Exercise:
An exact reproduction of all the entries below is required.

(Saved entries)
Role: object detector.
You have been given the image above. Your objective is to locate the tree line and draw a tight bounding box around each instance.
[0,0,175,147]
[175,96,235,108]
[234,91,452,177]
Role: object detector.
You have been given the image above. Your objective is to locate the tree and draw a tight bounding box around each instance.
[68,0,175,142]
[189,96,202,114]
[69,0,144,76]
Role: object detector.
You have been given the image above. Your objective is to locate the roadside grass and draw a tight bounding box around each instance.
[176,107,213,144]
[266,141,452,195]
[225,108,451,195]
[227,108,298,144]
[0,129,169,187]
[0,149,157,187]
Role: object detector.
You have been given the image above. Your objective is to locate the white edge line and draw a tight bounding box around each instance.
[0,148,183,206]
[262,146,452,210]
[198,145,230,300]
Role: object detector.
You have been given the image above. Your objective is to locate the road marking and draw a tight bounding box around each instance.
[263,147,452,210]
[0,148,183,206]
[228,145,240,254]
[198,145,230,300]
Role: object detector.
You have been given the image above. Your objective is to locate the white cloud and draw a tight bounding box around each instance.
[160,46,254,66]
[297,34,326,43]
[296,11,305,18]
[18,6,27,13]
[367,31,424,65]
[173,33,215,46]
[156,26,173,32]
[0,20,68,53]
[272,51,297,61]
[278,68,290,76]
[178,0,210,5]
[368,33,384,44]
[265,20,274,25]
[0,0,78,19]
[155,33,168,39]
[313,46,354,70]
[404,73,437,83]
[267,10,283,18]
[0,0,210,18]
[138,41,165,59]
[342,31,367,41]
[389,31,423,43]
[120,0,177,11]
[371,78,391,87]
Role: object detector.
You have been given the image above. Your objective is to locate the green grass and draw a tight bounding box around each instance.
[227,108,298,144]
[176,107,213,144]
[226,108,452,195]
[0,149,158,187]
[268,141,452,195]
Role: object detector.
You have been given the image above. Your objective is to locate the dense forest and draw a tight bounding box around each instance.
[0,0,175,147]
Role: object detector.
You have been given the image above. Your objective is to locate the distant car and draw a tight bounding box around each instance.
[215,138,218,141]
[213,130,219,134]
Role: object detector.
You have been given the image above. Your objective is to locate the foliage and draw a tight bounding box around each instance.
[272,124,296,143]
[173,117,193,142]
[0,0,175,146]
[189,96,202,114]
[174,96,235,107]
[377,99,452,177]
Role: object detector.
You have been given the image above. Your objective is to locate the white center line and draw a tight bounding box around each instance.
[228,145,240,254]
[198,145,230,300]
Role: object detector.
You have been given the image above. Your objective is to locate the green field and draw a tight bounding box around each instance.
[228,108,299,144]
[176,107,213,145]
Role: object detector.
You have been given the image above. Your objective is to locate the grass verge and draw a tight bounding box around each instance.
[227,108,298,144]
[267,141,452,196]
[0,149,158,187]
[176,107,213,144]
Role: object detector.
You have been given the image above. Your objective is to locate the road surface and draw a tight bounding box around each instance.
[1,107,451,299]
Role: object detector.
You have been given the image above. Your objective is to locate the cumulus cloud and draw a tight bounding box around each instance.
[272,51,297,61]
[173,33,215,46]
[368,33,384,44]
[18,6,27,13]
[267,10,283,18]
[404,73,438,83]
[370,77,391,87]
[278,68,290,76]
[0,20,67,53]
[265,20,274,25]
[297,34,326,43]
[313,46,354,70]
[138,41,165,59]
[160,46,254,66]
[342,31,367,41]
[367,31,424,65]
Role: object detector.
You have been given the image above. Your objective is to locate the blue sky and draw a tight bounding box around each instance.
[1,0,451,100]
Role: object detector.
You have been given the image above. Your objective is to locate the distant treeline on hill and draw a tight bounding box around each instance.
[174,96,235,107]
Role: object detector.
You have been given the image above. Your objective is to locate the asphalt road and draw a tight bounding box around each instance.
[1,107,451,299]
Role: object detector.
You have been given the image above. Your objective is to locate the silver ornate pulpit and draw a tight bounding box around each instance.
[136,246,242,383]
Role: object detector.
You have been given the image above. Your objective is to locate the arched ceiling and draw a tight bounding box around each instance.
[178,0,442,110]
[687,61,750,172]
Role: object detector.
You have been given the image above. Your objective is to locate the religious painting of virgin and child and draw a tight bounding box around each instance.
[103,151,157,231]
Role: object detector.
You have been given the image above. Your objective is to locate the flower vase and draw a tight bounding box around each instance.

Result for this exercise:
Role: object detector.
You have been given the image above. Your objective is to locate the tree line and draw a tight bounding box around each instance.
[0,0,175,147]
[175,96,235,108]
[234,91,452,177]
Role: object detector.
You have been given the image above. Your objective is to locate the tree and draw a tight bounding box around each instance.
[68,0,175,142]
[189,96,202,114]
[69,0,144,76]
Role: object detector.
You have been given the image above. Your objective is to locate the roadside grass and draw a tight bounding box around each instance.
[176,107,213,144]
[266,141,452,195]
[225,108,451,195]
[227,108,298,144]
[0,129,169,187]
[0,149,157,187]
Role: object detector.
You have been given the image above. Your objective is to locate the white edge line and draw a tight bounding box around each instance.
[0,148,183,206]
[262,146,452,210]
[198,145,230,300]
Role: object detector.
You have been given the image above. Your objective is to locate the road marking and draw a tight bounding box around each instance.
[263,147,452,210]
[0,148,183,206]
[228,145,240,254]
[198,145,230,300]
Role: object detector.
You have been given the image above. Your objective is to locate the white cloud and draw a tight bounding box around each instance.
[160,46,254,66]
[297,34,326,43]
[296,11,305,18]
[18,6,27,13]
[367,31,424,65]
[173,33,215,46]
[156,26,173,32]
[0,20,68,53]
[272,51,297,61]
[278,68,290,76]
[178,0,210,5]
[368,33,384,44]
[265,20,274,25]
[0,0,78,19]
[155,33,168,39]
[313,46,354,70]
[404,73,437,83]
[267,10,283,18]
[0,0,210,18]
[138,41,165,59]
[342,31,367,41]
[389,31,423,43]
[120,0,177,11]
[371,78,391,87]
Role: object detector.
You have been given the image above. Your objective is to locate the green grass and draw a tight bounding box around each instance.
[227,108,298,144]
[176,107,213,144]
[226,108,452,195]
[0,149,158,187]
[268,141,452,195]
Role: object detector.
You have been given the image above. Your objective is to locate the dense forest and draw a tight bounding box around each instance.
[0,0,175,147]
Role: object detector.
You have been given the image above. Your objective is to locate the distant car and draw a tight bounding box around each instance.
[215,138,218,141]
[213,130,219,134]
Role: object detector.
You have been given the image above. Your objective is to locate the foliage and draw a tight bounding box around each instance.
[272,124,296,143]
[173,117,193,142]
[0,0,175,146]
[189,96,202,114]
[174,96,235,107]
[377,99,452,177]
Role: object detector.
You have been given the image above. Your objective is to locate the white center line and draw a tight bounding box around each instance.
[228,145,240,254]
[198,145,230,300]
Role: object detector.
You have been given the image above. Your objective is to locate the green field and draw a tight bounding box around each instance.
[228,108,299,144]
[176,107,213,145]
Role: object detector.
You have been given the image above. Your objective is to locate the grass verge and draw a tight bounding box around each instance.
[227,108,298,144]
[267,141,452,196]
[0,149,158,187]
[176,107,213,144]
Role: object detector.
You have been given the image above. Your objective is to locate the road surface and draw a tight bounding box around each instance.
[1,107,451,299]
Role: object detector.
You have been given the image above. Your objective is to locate the cumulus cloud and draw a tight bounding box around each instance.
[272,51,297,61]
[173,33,215,46]
[368,33,384,44]
[18,6,27,13]
[267,10,283,18]
[404,73,438,83]
[370,77,391,87]
[278,68,290,76]
[0,20,67,53]
[265,20,274,25]
[297,34,326,43]
[313,46,354,70]
[138,41,165,59]
[160,46,254,66]
[342,31,367,41]
[367,31,424,65]
Role: object detector.
You have been given the image above. Your objective is to locate the blue sky and draw a tight bounding box around each instance.
[1,0,451,100]
Role: object detector.
You have been given the image above. Your objective is to locate the distant treeline on hill and draw a tight bounding box around each instance.
[174,96,235,107]
Role: object detector.
You have been given the image above. Your objective is to locate the asphalt road and draw a tight bounding box around each instance.
[1,107,451,299]
Role: object detector.
You have been given the image above. Your objective is to locate the silver ornate pulpit and draw a tight bounding box around each instance.
[136,246,242,383]
Role: object detector.
You have been given the image above. Your objective is to locate the arched ceiling and draw a tight bounding box around each instance.
[178,0,442,110]
[687,61,750,172]
Role: object detector.
You have been given the image above. Your objective is to locate the religious painting of virgin and child and draw a tight bounding box around each instance.
[103,151,157,231]
Role: object detector.
You have been given the image above. Your objective is to locate the flower vase and draw a tight bounding box around each instance.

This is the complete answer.